[Rows of named-object pointing records]
(begin)

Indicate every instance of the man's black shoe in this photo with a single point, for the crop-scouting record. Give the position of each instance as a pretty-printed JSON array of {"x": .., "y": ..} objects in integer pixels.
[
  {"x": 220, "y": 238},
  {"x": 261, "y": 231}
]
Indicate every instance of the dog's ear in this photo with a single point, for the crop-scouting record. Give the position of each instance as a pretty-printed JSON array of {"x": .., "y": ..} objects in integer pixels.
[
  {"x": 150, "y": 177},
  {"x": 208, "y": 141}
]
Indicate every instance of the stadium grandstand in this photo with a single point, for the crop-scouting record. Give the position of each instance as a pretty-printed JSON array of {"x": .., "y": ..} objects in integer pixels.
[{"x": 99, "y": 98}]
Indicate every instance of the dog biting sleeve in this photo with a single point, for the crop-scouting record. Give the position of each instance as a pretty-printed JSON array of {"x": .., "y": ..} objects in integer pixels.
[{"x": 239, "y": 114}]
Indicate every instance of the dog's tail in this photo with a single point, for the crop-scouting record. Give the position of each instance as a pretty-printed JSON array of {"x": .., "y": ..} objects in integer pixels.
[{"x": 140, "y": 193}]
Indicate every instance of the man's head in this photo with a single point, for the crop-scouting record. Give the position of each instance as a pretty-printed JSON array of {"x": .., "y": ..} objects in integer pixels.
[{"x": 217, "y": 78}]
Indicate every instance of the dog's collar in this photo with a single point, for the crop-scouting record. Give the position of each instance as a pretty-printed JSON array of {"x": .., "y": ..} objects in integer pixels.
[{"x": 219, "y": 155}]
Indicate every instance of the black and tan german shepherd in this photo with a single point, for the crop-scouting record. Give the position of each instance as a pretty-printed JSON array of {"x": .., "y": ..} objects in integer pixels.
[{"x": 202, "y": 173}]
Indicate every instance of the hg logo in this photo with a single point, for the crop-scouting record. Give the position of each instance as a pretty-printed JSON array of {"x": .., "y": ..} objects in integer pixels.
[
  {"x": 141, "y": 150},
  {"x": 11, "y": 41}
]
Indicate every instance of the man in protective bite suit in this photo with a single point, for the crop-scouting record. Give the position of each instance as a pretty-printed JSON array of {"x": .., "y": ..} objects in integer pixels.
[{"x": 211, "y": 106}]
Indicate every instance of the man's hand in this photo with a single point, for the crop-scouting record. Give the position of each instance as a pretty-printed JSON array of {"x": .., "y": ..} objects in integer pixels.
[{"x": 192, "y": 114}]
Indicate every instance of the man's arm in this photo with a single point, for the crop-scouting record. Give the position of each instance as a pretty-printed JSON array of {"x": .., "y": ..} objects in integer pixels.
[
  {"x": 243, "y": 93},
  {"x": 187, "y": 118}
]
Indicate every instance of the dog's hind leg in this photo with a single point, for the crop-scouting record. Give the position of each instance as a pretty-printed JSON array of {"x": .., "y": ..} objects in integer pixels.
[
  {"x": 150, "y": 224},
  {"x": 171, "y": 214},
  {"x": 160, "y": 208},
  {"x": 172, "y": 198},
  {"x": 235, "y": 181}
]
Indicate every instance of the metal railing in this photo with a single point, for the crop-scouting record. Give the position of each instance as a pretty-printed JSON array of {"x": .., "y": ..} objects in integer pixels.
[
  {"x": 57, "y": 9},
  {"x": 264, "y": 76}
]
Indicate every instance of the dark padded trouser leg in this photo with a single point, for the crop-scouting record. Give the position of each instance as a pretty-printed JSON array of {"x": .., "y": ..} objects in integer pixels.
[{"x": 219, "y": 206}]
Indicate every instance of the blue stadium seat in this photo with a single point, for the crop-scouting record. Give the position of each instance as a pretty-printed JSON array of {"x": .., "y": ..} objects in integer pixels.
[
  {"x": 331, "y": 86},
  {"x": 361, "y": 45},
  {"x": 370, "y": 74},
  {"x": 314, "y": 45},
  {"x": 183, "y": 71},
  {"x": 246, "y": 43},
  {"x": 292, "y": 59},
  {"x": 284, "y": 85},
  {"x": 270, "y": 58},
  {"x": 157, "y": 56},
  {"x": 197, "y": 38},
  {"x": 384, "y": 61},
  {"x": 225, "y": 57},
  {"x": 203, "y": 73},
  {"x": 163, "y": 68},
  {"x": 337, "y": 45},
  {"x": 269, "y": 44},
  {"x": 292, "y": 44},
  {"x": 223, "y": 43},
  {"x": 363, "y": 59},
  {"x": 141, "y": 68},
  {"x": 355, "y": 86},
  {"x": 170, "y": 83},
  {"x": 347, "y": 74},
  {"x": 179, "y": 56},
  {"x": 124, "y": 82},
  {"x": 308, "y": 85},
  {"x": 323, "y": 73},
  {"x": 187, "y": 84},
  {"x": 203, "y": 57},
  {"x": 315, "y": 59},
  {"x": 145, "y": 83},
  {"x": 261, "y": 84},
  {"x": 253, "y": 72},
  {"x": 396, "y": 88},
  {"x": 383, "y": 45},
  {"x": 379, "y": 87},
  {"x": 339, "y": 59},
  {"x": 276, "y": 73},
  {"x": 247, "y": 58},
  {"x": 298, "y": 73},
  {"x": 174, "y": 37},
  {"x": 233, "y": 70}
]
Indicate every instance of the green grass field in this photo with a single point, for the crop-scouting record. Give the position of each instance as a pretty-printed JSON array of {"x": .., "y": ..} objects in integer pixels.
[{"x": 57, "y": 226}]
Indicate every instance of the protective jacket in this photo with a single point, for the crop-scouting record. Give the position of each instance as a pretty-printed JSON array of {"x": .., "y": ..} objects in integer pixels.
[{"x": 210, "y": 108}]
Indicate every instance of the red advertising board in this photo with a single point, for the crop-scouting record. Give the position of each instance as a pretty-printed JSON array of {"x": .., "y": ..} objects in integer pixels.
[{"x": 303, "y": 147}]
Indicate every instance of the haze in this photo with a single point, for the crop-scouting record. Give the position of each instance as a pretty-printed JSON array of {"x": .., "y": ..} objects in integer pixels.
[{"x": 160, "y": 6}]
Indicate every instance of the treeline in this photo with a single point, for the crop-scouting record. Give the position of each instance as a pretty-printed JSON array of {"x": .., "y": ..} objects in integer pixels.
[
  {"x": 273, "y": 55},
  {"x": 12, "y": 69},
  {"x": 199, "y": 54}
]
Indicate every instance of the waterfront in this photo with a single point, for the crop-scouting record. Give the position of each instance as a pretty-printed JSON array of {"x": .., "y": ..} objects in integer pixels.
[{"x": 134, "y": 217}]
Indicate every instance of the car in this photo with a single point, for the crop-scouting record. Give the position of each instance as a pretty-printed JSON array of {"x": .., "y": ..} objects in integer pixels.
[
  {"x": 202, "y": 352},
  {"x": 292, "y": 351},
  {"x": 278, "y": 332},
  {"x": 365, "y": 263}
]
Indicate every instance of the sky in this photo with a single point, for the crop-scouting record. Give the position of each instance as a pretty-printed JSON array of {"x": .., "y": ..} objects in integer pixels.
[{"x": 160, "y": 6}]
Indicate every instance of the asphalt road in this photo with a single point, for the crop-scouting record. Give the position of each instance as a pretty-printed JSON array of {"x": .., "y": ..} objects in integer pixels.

(end)

Task brief
Change "crop-scouting record" to "object survey log" everywhere it occurs in the rows, and write all the rows out again with nothing else altered.

Output of the exercise
Indicate every instance of the man's black shoe in this photo with a single point, for the object survey log. Give the position of each instance as a pretty-printed JSON array of {"x": .., "y": ..} objects in integer pixels.
[
  {"x": 220, "y": 238},
  {"x": 261, "y": 231}
]
Indicate every instance of the dog's ear in this photo with a single point, for the object survey log. Give the position of each instance as a pretty-printed JSON array of {"x": .., "y": ..} objects in integer pixels.
[
  {"x": 150, "y": 177},
  {"x": 208, "y": 141}
]
Indicate every instance of the stadium grandstand in this photo with a single point, for the object survey log. Give the position of each instance as a pretty-printed JSON array of {"x": .., "y": ..} objects in integer pixels.
[{"x": 99, "y": 98}]
Indicate every instance of the dog biting sleeve in this photo with a single point, for the object survey log. Give the position of each instance as a pretty-printed JSON array of {"x": .., "y": ..} objects in integer pixels.
[{"x": 239, "y": 114}]
Indicate every instance of the dog's tail in this photo with a single point, for the object survey log. Give the position of each instance as a pretty-printed JSON array of {"x": .., "y": ..} objects in integer pixels.
[{"x": 140, "y": 193}]
Indicate every instance of the man's head in this photo with a single point, for the object survey log. Give the position of each instance as a pretty-printed JSON array of {"x": .., "y": ..} objects in integer pixels.
[{"x": 217, "y": 78}]
Indicate every instance of the dog's collar in this photo with a single point, for the object survey log. Give the position of each instance as a pretty-printed JSON array of {"x": .., "y": ..} objects in integer pixels.
[{"x": 219, "y": 155}]
Indicate every instance of the black and tan german shepherd in this photo with a single point, for the object survey log. Give the position of each instance as a pretty-printed JSON array of {"x": .., "y": ..} objects in integer pixels.
[{"x": 202, "y": 173}]
Indicate every instance of the hg logo in this photo with a single point, for the object survey log. Give the position of each instance as a pretty-printed JSON array of {"x": .., "y": ..} objects in integer pixels.
[
  {"x": 141, "y": 150},
  {"x": 11, "y": 41}
]
Indicate every instance of the man in protective bite suit in this photo with a single point, for the object survey log. Give the position of each instance as a pretty-printed JSON array of {"x": .., "y": ..} objects in integer pixels.
[{"x": 211, "y": 106}]
Indicate every instance of the man's hand in this photo with a single point, for the object survey log. Give the position of each instance as a pretty-printed JSON array of {"x": .., "y": ..} objects in integer pixels.
[{"x": 192, "y": 114}]
Indicate every instance of the man's arm in this photo with a single point, for the object survey log. Give the position of each instance as a pretty-printed JSON array of {"x": .., "y": ..} objects in integer pixels.
[
  {"x": 243, "y": 93},
  {"x": 187, "y": 118}
]
Indicate every instance of the dog's hind leg in this photo with a single point, for the object survey log. Give the position of each instance as a pretty-printed JSON array of {"x": .., "y": ..} objects in integer pixels.
[
  {"x": 150, "y": 224},
  {"x": 171, "y": 214},
  {"x": 160, "y": 208},
  {"x": 172, "y": 198},
  {"x": 235, "y": 181}
]
Indicate every instance of the metal railing in this photo with a single point, for the object survey log. Give the position of each instance as a pretty-printed JSON array of {"x": .., "y": ..} objects in integer pixels.
[
  {"x": 57, "y": 9},
  {"x": 264, "y": 76}
]
Indicate every instance of the dark padded trouser leg in this photo with a single point, for the object survey log. Give the position of each instance as a pretty-printed JSON array of {"x": .., "y": ..} objects in integer pixels.
[{"x": 219, "y": 206}]
Indicate every instance of the blue stadium seat in this photo with a single point, for the object survey log. Give the position of each instance as a pretty-printed JSON array of {"x": .., "y": ..} objects in integer pixels.
[
  {"x": 331, "y": 86},
  {"x": 361, "y": 45},
  {"x": 370, "y": 74},
  {"x": 314, "y": 45},
  {"x": 183, "y": 71},
  {"x": 246, "y": 43},
  {"x": 292, "y": 59},
  {"x": 284, "y": 85},
  {"x": 270, "y": 58},
  {"x": 157, "y": 56},
  {"x": 197, "y": 38},
  {"x": 384, "y": 61},
  {"x": 225, "y": 57},
  {"x": 203, "y": 73},
  {"x": 163, "y": 68},
  {"x": 337, "y": 45},
  {"x": 269, "y": 44},
  {"x": 292, "y": 44},
  {"x": 223, "y": 43},
  {"x": 363, "y": 59},
  {"x": 141, "y": 68},
  {"x": 355, "y": 86},
  {"x": 170, "y": 83},
  {"x": 347, "y": 74},
  {"x": 179, "y": 56},
  {"x": 124, "y": 82},
  {"x": 308, "y": 85},
  {"x": 323, "y": 73},
  {"x": 187, "y": 84},
  {"x": 203, "y": 57},
  {"x": 315, "y": 59},
  {"x": 145, "y": 83},
  {"x": 261, "y": 84},
  {"x": 253, "y": 72},
  {"x": 396, "y": 88},
  {"x": 383, "y": 45},
  {"x": 379, "y": 87},
  {"x": 339, "y": 59},
  {"x": 276, "y": 73},
  {"x": 247, "y": 58},
  {"x": 298, "y": 73},
  {"x": 174, "y": 37},
  {"x": 233, "y": 70}
]
Indicate every instance of the green grass field in this photo with a single point, for the object survey log. Give the position of each instance as a pretty-printed JSON array of {"x": .., "y": ..} objects in integer pixels.
[{"x": 57, "y": 226}]
Indicate every instance of the protective jacket in this photo with a single point, for the object survey log. Give the position of each instance as a pretty-printed JSON array of {"x": .., "y": ..} objects in integer pixels.
[{"x": 210, "y": 108}]
Indicate every instance of the red advertising board in this photo with a single point, for the object survey log. Give the position of each instance as a pretty-printed JSON array of {"x": .., "y": ..} objects in integer pixels.
[{"x": 303, "y": 147}]
Indicate every instance of the haze in this photo with a single point, for the object survey log. Give the position of each instance as a pretty-printed JSON array of {"x": .., "y": ..} objects in integer pixels.
[{"x": 160, "y": 6}]
Indicate every instance of the treeline in this photo with a single point, for the object survey log. Give the position of each instance as a pretty-printed JSON array of {"x": .., "y": ..} objects in integer pixels.
[
  {"x": 273, "y": 55},
  {"x": 12, "y": 69},
  {"x": 199, "y": 54}
]
Indicate every instance of the waterfront in this photo with a single point, for the object survey log. Give the position of each instance as a pretty-printed JSON array of {"x": .., "y": ..} objects in integer pixels.
[{"x": 134, "y": 217}]
Indicate every instance of the car in this photo with a single point, for the object survey log. Give the position of each instance as a pretty-printed JSON array of {"x": .., "y": ..} objects in integer pixels.
[
  {"x": 202, "y": 352},
  {"x": 292, "y": 351},
  {"x": 278, "y": 332},
  {"x": 365, "y": 263}
]
Indicate every instance of the sky in this photo with a single point, for the object survey log. Give the position of each instance as a pretty-printed JSON array of {"x": .., "y": ..} objects in integer pixels.
[{"x": 160, "y": 6}]
Indicate every instance of the asphalt road in this photo with a single point, for the object survey log. Give the position of each instance as a pretty-printed JSON array of {"x": .., "y": ..} objects in integer pixels.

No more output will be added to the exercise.